## SET EXERCISE
Edit the rows below by replacing "shelf section" with "scene" throughout, keeping every other character unchanged. Leave the pictures out of your output.

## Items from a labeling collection
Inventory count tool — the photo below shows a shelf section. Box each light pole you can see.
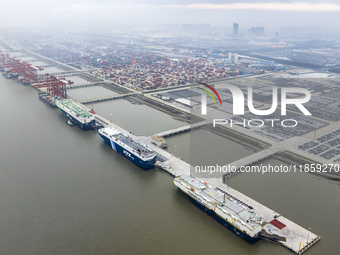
[306,227,312,244]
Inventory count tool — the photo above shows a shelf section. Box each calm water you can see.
[0,76,340,255]
[93,99,187,135]
[165,128,253,166]
[67,86,118,101]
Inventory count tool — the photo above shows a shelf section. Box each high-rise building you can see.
[233,23,238,35]
[249,27,264,35]
[228,52,238,64]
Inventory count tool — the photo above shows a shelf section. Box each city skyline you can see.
[0,0,340,33]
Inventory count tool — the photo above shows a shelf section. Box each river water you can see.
[0,76,340,255]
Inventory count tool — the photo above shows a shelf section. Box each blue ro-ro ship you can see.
[98,127,156,170]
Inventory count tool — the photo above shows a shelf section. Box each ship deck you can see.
[112,134,154,157]
[60,100,92,118]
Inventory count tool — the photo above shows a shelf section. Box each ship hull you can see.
[99,134,156,170]
[39,96,57,107]
[58,107,95,130]
[185,192,259,244]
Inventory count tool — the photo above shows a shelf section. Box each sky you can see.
[0,0,340,32]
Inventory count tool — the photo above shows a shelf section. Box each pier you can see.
[79,93,135,104]
[224,148,281,179]
[155,121,209,137]
[1,46,320,255]
[66,81,103,89]
[148,137,321,255]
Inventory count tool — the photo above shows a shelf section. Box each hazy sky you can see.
[0,0,340,31]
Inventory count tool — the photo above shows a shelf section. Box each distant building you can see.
[248,27,264,35]
[233,23,238,35]
[280,27,322,35]
[228,52,238,64]
[182,24,211,33]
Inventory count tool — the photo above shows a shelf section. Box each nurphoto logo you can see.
[200,83,312,116]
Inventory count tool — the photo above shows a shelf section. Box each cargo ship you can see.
[98,127,156,170]
[38,92,57,107]
[174,175,262,243]
[55,99,96,130]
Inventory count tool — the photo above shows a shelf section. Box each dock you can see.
[79,93,135,104]
[155,121,209,137]
[3,46,321,255]
[224,148,281,179]
[75,102,321,255]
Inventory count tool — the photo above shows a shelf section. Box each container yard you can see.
[0,36,339,254]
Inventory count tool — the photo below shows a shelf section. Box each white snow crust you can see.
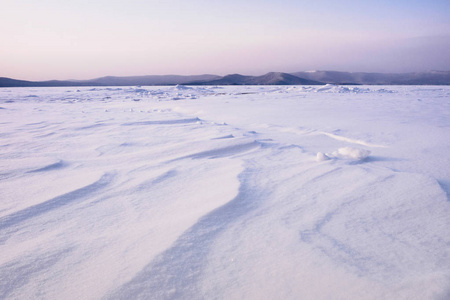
[0,85,450,300]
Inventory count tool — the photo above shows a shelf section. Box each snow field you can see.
[0,86,450,299]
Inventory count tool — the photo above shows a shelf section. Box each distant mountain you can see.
[0,71,450,87]
[292,71,450,85]
[0,74,221,87]
[191,72,324,85]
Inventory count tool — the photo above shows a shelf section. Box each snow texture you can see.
[0,85,450,300]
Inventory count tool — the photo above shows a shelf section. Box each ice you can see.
[0,85,450,299]
[333,147,370,160]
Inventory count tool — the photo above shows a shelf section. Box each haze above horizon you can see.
[0,0,450,80]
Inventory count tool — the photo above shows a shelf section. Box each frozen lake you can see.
[0,85,450,300]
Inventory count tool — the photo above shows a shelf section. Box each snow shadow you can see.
[106,170,263,299]
[0,173,114,242]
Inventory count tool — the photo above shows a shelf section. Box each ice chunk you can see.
[337,147,370,160]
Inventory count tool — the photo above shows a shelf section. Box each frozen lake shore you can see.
[0,85,450,299]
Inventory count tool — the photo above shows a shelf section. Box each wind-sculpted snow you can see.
[0,85,450,299]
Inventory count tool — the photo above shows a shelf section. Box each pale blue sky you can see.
[0,0,450,80]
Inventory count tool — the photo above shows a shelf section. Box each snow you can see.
[0,85,450,299]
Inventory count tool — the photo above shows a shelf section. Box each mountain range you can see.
[0,71,450,87]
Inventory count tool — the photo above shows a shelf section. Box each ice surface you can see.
[0,85,450,299]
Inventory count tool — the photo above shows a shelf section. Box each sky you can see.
[0,0,450,80]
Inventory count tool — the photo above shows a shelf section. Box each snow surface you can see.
[0,85,450,299]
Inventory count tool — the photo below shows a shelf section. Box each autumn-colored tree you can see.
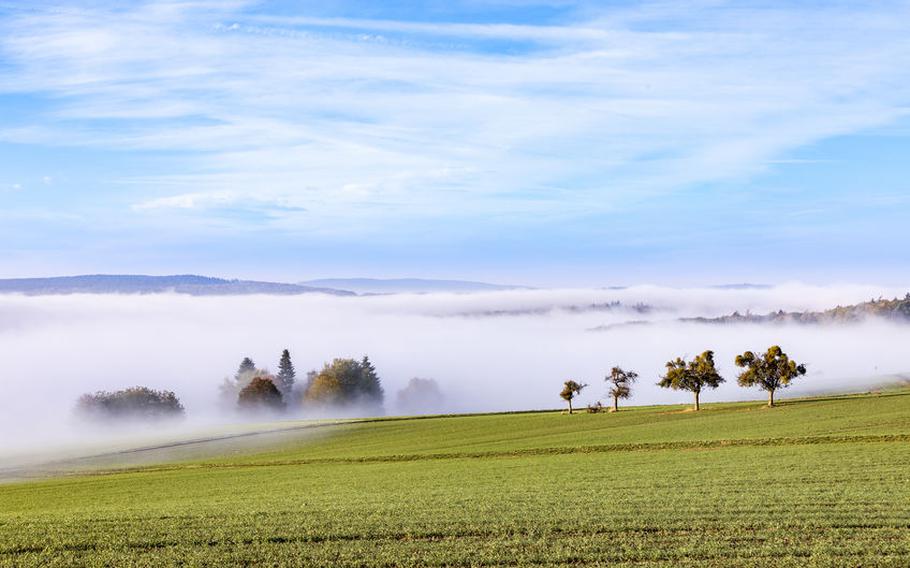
[657,350,724,410]
[275,349,297,398]
[237,377,284,410]
[735,345,806,406]
[559,380,588,414]
[303,357,385,412]
[604,367,638,412]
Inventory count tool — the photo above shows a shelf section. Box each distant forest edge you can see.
[680,293,910,324]
[0,274,528,296]
[0,274,355,296]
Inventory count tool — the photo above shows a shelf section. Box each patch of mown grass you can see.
[0,393,910,566]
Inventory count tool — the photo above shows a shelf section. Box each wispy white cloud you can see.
[0,2,910,235]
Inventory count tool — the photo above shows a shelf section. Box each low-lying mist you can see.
[0,285,910,456]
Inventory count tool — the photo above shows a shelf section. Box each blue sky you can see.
[0,0,910,285]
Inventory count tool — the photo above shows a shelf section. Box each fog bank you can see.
[0,284,910,453]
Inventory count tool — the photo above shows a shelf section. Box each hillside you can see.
[0,390,910,567]
[682,293,910,324]
[0,274,353,296]
[300,278,526,294]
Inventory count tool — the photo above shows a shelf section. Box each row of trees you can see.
[559,345,806,414]
[221,349,385,413]
[76,387,184,420]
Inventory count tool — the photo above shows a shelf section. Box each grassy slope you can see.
[0,391,910,566]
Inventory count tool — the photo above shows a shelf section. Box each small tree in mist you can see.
[234,357,256,381]
[559,380,588,414]
[657,351,724,410]
[237,377,284,411]
[303,357,385,413]
[604,367,638,412]
[275,349,297,398]
[735,345,806,406]
[76,387,185,420]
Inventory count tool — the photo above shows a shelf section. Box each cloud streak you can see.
[0,2,910,237]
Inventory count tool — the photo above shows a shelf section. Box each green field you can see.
[0,390,910,567]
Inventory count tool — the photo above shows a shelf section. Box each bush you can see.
[76,387,184,420]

## EXERCISE SOLUTION
Inventory count tool — the photo below shows a scene. Box each light pole you can see.
[306,227,312,244]
Inventory count tool — the photo above shows a scene. Box each calm water you can see.
[0,76,340,255]
[93,99,187,135]
[165,128,253,166]
[67,86,118,101]
Inventory count tool — the photo above shows a scene. Box each high-rise building you can see.
[233,23,238,35]
[249,27,264,35]
[228,52,238,64]
Inventory count tool — the photo above shows a scene. Box each city skyline you can see.
[0,0,340,33]
Inventory count tool — the photo above shows a scene. Box each river water you can see.
[0,76,340,255]
Inventory count tool — the photo above shows a scene. Box each blue ro-ro ship you can see.
[98,127,156,170]
Inventory count tool — the photo above shows a scene. Box each ship deck you can see.
[112,134,154,157]
[60,100,92,118]
Inventory count tool — the photo above shows a scene. Box each ship hull you can see.
[99,134,156,170]
[39,96,57,107]
[58,107,95,130]
[185,192,259,244]
Inventory count tool — the photo above shows a scene. Box each sky you can see.
[0,0,340,32]
Inventory count tool — the photo above shows a scene. Box each pier you can see.
[79,93,135,104]
[224,148,281,179]
[155,121,209,137]
[1,46,320,255]
[66,81,103,89]
[148,137,321,255]
Inventory count tool — the photo above shows a scene. Box each hazy sky you can see.
[0,0,340,31]
Inventory count tool — the photo above shows a scene. Box each distant building you can see.
[248,27,264,35]
[233,23,238,35]
[280,27,322,35]
[228,52,238,64]
[182,24,211,33]
Inventory count tool — the photo above shows a scene. Box each nurphoto logo you can see.
[200,83,312,116]
Inventory count tool — the photo above shows a scene. Box each cargo ship you can see.
[98,127,156,170]
[38,92,57,107]
[174,175,262,243]
[55,99,96,130]
Inventory count tool — the photo above shows a scene. Box each dock you can see.
[79,93,135,104]
[155,121,209,137]
[3,46,321,255]
[224,148,281,179]
[75,102,321,255]
Inventory count tool — the photo above shows a scene. Box each container yard you can see.
[0,36,339,254]
Inventory count tool — the photo below shows a scene. Box each white snow crust you can see.
[0,85,450,300]
Inventory count tool — the photo above shows a scene. Box each snow field you can see.
[0,86,450,299]
Inventory count tool — the photo above shows a scene. Box each distant mountain you can see.
[0,71,450,87]
[292,71,450,85]
[0,74,221,87]
[191,72,324,85]
Inventory count tool — the photo above shows a scene. Box each snow texture you can see.
[0,85,450,300]
Inventory count tool — the photo above shows a scene. Box each ice you can see.
[0,85,450,299]
[333,147,370,160]
Inventory count tool — the photo above shows a scene. Box each haze above horizon you can see.
[0,0,450,80]
Inventory count tool — the photo above shows a scene. Box each frozen lake you can see.
[0,85,450,300]
Inventory count tool — the photo above shows a scene. Box each snow shadow you can see.
[106,170,263,299]
[0,173,114,242]
Inventory count tool — the photo above shows a scene. Box each ice chunk you can see.
[337,147,370,160]
Inventory count tool — the photo above shows a scene. Box each frozen lake shore you can see.
[0,85,450,299]
Inventory count tool — the photo above shows a scene. Box each wind-sculpted snow you can see.
[0,85,450,299]
Inventory count tool — the photo above shows a scene. Box each pale blue sky you can see.
[0,0,450,80]
Inventory count tool — the photo above shows a scene. Box each snow you can see.
[0,85,450,299]
Inventory count tool — the photo above shows a scene. Box each mountain range you can see.
[0,71,450,87]
Inventory count tool — the photo above shows a scene. Box each ice surface you can see.
[0,85,450,299]
Inventory count tool — the photo above shows a scene. Box each sky you can see.
[0,0,450,80]
Inventory count tool — the photo above shows a scene. Box each snow surface you can see.
[0,85,450,299]
Inventory count tool — the photo below shows a scene. Box each autumn-colored tree you can see.
[657,350,724,410]
[275,349,297,398]
[237,377,284,410]
[735,345,806,406]
[559,380,588,414]
[303,357,385,412]
[604,367,638,412]
Inventory count tool — the photo above shows a scene. Box each distant forest edge you can see.
[680,293,910,324]
[0,274,528,296]
[0,274,355,296]
Inventory count tool — the photo above shows a scene. Box each patch of mown grass you can see.
[0,393,910,566]
Inventory count tool — the photo above shows a scene. Box each wispy white cloud you can see.
[0,2,910,235]
Inventory count tool — the photo above shows a scene. Box each low-lying mist you can see.
[0,285,910,456]
Inventory count tool — the photo above shows a scene. Box each blue sky you can see.
[0,0,910,285]
Inventory count tool — the photo above shows a scene. Box each fog bank you can see.
[0,284,910,453]
Inventory count tool — the photo above shows a scene. Box each hillside you can see.
[0,390,910,567]
[682,293,910,324]
[0,274,353,296]
[300,278,526,294]
Inventory count tool — the photo above shows a scene. Box each row of trees you can see.
[559,345,806,414]
[221,349,385,413]
[76,387,184,420]
Inventory count tool — the photo above shows a scene. Box each grassy slope you can see.
[0,391,910,566]
Inventory count tool — the photo above shows a scene. Box each small tree in mist you can see.
[234,357,256,381]
[559,380,588,414]
[657,351,724,410]
[237,377,284,411]
[303,357,385,413]
[604,367,638,412]
[275,349,297,398]
[735,345,806,406]
[76,387,185,420]
Inventory count tool — the photo above shows a scene. Box each cloud streak you can see.
[0,2,910,237]
Inventory count tool — the photo above shows a scene. Box each green field you can see.
[0,390,910,567]
Inventory count tool — the photo above shows a scene. Box each bush you can see.
[76,387,184,420]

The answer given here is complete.